Retyping all the entries exactly is the whole task.

Segment Open

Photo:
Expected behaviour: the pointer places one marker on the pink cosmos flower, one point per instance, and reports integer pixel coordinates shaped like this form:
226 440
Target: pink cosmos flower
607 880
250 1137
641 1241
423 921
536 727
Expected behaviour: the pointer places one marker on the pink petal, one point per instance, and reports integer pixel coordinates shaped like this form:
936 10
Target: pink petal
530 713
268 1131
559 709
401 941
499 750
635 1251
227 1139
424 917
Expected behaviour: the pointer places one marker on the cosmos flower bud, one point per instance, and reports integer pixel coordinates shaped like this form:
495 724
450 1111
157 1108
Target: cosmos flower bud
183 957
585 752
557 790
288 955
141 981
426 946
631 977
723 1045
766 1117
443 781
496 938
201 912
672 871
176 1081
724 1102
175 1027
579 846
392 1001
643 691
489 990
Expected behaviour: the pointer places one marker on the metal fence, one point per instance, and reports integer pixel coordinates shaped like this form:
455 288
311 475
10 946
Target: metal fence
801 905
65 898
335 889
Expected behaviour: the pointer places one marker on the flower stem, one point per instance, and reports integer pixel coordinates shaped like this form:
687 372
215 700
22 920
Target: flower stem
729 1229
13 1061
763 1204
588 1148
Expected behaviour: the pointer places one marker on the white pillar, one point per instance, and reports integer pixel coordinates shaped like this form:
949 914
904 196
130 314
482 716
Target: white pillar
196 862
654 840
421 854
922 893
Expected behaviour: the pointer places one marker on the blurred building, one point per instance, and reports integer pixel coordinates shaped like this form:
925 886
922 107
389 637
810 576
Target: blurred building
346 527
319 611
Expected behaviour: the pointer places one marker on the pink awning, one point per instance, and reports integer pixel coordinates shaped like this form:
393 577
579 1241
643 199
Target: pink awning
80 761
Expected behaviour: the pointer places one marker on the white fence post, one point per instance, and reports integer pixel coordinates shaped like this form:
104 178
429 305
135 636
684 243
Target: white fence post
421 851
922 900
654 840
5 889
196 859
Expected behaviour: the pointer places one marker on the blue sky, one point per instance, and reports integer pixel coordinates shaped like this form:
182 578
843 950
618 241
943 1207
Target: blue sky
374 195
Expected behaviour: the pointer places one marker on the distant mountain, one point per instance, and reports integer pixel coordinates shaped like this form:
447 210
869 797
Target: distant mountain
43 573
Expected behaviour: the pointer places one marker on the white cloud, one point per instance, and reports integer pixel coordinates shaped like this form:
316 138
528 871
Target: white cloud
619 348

Segment Closed

**Solution to the problem**
Photo:
Expected behaviour: the pointer places one marker on the pink cosmos flower, one point per instance, and reports integer pixel coordinates shaped like this form:
226 440
Target: pink cosmos flower
607 880
250 1137
641 1241
423 921
536 727
Expected behaviour: the pointer places one marker on the pink petal, one point per instance, and reports integer pixel coordinates shaped like this form:
936 10
Target: pink petal
530 713
268 1131
559 709
401 941
499 750
635 1251
227 1139
424 917
Expected behaviour: the pointer places one marker on the cosmos flower bud, one point per instance, and reports integer pixel coordinates shaped like this form:
495 724
450 1111
157 1108
Target: cosmos flower bud
183 957
585 752
557 790
288 955
141 981
426 946
631 977
723 1045
766 1117
443 781
496 938
201 912
672 871
176 1081
724 1102
175 1027
579 846
392 1001
643 691
489 990
Expected behaviour: the pointer places one marker on the metal fence, one point per instance, and reports integer pixel coordinates shaped like this form:
455 288
311 475
10 946
Target: metal fence
801 905
65 898
335 889
Expected behaviour: the pointer places one marker on the flower stem, one point per instance, and reports integer pixel coordinates shaped like this form:
687 372
215 700
22 920
Target: flower stem
729 1229
13 1061
763 1204
588 1148
Expected behaviour: the pointer places one marker on the white pillar, one point per instance, and reports integer pixel coordinates shaped like this form:
949 914
904 196
130 314
482 716
Target: white pillar
196 862
654 840
421 854
922 893
Expected behaviour: the pointer places one marker on the blurred building, one point per instance, and reports integer pixel coordinates shaped like this form:
925 886
922 107
389 637
810 576
Target: blurred building
346 527
319 611
Expected behaviour: the pointer places one marker on the pink awning, one point per instance, and reports integer pixel coordinates shaped like this form:
393 577
579 1241
643 199
Target: pink awning
80 761
Expected behaviour: the pointer places one marker on the white fence post, one point per instance, and reports integer pixel coordinates shaped like this form:
104 178
429 305
135 636
684 243
Target: white fence post
421 851
922 900
654 840
5 889
196 859
Expected behaviour: the pointer places one marker on the blue sky, one point per instance, and reports integer pixel coordinates shaped like this form:
182 578
843 950
618 241
943 1207
Target: blue sky
374 195
Expected behaviour: the pointer places one marker on the distant mountain, one point per instance, and reports integer pixel coordinates shaped like this form:
447 210
869 797
Target: distant mountain
43 573
Expected behaviour: the pointer places one marker on the white cloud, one point per instance, and reports integer pixel coordinates shaped like this form:
316 138
528 871
Target: white cloud
619 348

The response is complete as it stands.